> **Aim**
Copy verbatim the stretch of the records below from the line containing "query | concrete driveway" through the line containing "[(403, 361), (385, 362)]", including both of those lines.

> **Point annotation records**

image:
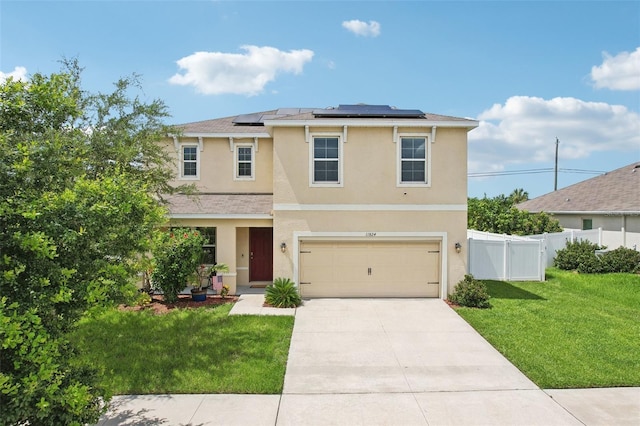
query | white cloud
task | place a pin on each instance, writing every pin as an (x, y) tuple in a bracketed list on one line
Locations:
[(18, 73), (216, 73), (620, 72), (361, 28), (524, 130)]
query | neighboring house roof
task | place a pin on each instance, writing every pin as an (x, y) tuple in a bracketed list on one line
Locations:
[(206, 205), (255, 124), (615, 191)]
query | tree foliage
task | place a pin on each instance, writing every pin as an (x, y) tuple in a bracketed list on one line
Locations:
[(177, 255), (78, 174), (500, 215)]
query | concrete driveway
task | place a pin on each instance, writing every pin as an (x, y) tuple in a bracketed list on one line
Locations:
[(403, 361), (385, 362)]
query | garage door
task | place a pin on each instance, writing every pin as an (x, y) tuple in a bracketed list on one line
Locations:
[(369, 269)]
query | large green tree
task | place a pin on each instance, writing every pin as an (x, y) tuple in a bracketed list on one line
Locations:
[(79, 178), (500, 215)]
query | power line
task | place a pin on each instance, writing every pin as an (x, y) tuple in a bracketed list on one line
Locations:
[(532, 172)]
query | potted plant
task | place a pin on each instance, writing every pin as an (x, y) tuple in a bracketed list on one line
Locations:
[(216, 278), (176, 261)]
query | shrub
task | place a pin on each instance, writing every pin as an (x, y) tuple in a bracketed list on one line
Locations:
[(592, 265), (621, 259), (283, 293), (176, 258), (575, 253), (471, 292)]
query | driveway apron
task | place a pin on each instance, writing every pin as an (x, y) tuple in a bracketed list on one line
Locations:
[(402, 361)]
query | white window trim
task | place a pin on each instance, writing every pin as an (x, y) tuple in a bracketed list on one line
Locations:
[(340, 182), (181, 166), (399, 181), (236, 161)]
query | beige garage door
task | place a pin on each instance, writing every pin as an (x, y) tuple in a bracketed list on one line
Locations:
[(369, 269)]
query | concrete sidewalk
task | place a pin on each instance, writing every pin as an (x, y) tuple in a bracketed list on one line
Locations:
[(386, 361)]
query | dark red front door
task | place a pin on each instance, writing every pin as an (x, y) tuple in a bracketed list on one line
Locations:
[(260, 254)]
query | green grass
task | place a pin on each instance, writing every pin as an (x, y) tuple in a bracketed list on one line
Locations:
[(572, 331), (187, 351)]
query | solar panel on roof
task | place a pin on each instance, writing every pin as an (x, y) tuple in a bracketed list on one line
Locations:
[(359, 110), (254, 119)]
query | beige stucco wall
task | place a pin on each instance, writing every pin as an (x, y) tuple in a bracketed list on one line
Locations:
[(370, 178), (617, 229), (370, 225), (217, 165), (370, 168)]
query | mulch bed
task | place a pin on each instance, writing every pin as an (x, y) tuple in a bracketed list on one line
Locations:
[(159, 306)]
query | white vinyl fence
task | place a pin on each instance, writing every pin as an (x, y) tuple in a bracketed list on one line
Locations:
[(513, 258), (505, 257), (558, 240)]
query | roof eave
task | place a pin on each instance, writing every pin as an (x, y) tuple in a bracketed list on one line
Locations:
[(591, 212), (225, 135), (371, 122)]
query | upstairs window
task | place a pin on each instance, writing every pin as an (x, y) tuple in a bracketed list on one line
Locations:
[(326, 161), (189, 161), (244, 162), (413, 158)]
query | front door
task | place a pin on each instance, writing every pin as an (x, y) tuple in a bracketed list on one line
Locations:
[(260, 254)]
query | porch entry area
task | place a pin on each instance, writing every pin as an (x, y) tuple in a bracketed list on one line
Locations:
[(260, 256), (370, 269)]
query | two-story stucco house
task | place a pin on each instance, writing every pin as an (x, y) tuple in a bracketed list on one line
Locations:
[(351, 201)]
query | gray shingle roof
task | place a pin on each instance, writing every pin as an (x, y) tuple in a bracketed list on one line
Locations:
[(220, 204), (221, 125), (615, 191)]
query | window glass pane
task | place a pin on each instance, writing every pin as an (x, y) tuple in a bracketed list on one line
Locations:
[(244, 154), (325, 148), (244, 169), (325, 171), (190, 169), (413, 171), (190, 153)]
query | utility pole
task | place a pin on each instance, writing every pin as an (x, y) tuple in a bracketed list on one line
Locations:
[(555, 183)]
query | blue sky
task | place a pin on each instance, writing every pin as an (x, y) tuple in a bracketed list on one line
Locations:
[(528, 71)]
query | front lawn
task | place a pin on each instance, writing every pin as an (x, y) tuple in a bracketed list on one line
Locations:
[(572, 331), (187, 351)]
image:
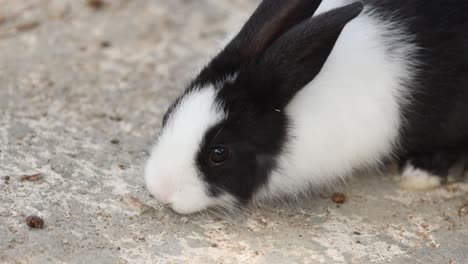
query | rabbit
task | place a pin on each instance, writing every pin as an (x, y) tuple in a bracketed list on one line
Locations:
[(309, 92)]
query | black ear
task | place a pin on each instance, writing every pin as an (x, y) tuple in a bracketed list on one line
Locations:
[(270, 20), (294, 60)]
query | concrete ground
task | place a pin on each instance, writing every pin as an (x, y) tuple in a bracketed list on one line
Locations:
[(82, 90)]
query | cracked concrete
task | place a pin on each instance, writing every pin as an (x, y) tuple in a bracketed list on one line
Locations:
[(82, 92)]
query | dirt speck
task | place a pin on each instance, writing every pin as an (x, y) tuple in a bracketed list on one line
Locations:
[(35, 222), (32, 177), (339, 198)]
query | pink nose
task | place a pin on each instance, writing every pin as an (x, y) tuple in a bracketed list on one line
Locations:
[(164, 199)]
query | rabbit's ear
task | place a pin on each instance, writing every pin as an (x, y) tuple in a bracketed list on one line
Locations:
[(294, 60), (271, 19)]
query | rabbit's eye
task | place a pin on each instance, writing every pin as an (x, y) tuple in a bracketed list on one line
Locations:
[(219, 155)]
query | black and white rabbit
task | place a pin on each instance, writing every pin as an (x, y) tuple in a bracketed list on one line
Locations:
[(308, 92)]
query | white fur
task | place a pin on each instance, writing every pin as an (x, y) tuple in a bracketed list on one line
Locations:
[(418, 180), (348, 117), (171, 174)]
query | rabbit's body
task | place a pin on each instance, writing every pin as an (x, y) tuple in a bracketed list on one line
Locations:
[(295, 102)]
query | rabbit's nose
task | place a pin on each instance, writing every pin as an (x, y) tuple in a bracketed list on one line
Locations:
[(164, 199)]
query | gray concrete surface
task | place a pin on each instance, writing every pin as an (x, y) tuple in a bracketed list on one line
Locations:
[(73, 79)]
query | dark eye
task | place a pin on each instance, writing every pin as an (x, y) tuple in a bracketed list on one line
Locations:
[(219, 155)]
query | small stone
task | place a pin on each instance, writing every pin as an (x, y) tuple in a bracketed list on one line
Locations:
[(32, 177), (338, 198), (35, 222), (105, 44), (463, 210), (96, 4)]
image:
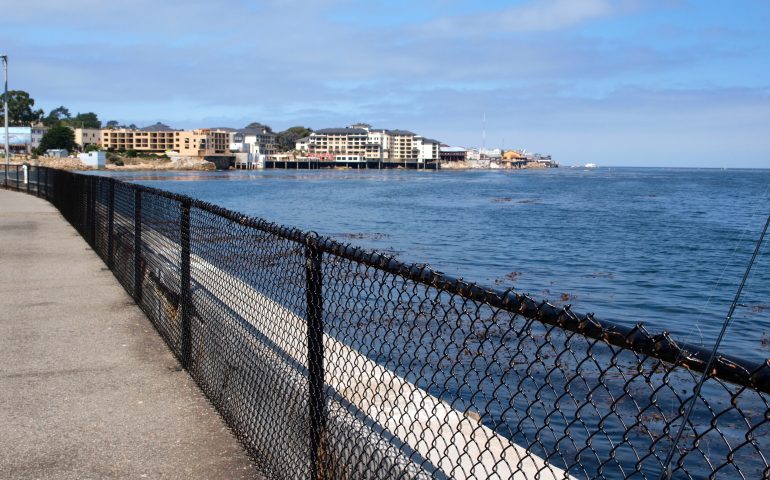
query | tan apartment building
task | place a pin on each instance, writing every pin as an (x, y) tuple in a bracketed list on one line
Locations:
[(202, 143), (87, 136), (155, 138), (363, 142), (161, 138), (403, 147)]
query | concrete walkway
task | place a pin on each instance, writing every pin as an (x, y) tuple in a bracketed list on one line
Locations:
[(88, 390)]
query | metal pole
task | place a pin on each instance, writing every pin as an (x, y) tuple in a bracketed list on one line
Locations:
[(185, 303), (110, 225), (313, 278), (5, 108), (138, 274)]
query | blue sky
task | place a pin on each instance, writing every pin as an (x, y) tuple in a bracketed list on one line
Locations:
[(627, 82)]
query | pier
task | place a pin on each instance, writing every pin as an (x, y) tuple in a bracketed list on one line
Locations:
[(87, 387), (362, 165), (325, 360)]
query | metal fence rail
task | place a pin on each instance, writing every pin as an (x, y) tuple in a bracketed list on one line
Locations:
[(330, 361)]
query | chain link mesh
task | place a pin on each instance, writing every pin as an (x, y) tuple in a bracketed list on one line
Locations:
[(329, 361)]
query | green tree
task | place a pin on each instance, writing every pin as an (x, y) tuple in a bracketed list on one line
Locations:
[(56, 116), (20, 112), (56, 137), (287, 139), (259, 125), (85, 120)]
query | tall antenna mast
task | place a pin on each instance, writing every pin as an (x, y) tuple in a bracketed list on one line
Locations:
[(484, 131)]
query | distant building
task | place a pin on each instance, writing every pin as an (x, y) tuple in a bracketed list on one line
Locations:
[(491, 153), (427, 149), (202, 143), (156, 138), (93, 159), (257, 141), (87, 136), (56, 153), (22, 139), (361, 142), (453, 154), (160, 138)]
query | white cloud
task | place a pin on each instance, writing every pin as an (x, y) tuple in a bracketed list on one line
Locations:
[(539, 16)]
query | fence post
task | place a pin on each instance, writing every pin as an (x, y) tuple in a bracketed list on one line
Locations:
[(184, 297), (137, 245), (92, 181), (110, 224), (313, 278)]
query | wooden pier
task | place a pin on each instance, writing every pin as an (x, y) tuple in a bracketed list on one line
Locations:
[(365, 165)]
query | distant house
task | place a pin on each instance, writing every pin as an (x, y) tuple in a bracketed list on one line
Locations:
[(57, 153), (93, 159), (87, 136), (453, 154), (22, 139), (257, 141)]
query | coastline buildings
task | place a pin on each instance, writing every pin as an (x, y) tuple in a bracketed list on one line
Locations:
[(87, 136), (254, 140), (160, 138), (360, 142)]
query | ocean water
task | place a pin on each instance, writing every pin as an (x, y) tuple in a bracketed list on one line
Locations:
[(664, 247)]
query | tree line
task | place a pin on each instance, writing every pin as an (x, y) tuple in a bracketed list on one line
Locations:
[(22, 113)]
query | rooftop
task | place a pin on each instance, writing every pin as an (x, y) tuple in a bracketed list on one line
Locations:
[(341, 131), (158, 127)]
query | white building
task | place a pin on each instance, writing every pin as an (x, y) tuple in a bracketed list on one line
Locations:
[(94, 159), (256, 141), (87, 136), (427, 149), (367, 143), (22, 139)]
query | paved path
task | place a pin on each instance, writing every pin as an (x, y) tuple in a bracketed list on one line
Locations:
[(88, 390)]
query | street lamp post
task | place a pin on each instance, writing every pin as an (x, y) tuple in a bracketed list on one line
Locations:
[(5, 109)]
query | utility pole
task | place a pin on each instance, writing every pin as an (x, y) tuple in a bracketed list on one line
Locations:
[(5, 108)]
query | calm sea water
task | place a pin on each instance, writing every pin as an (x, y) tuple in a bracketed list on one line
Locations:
[(666, 247), (663, 247)]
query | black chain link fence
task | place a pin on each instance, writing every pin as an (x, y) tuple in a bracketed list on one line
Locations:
[(333, 362)]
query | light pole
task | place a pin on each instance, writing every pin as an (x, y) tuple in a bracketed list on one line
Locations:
[(5, 109)]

> **Exercise response**
query | concrete driveway
task | place a pin on each instance, writing every pin as an (x, y) tuple in a bracketed list on one line
Locations:
[(403, 361), (385, 362)]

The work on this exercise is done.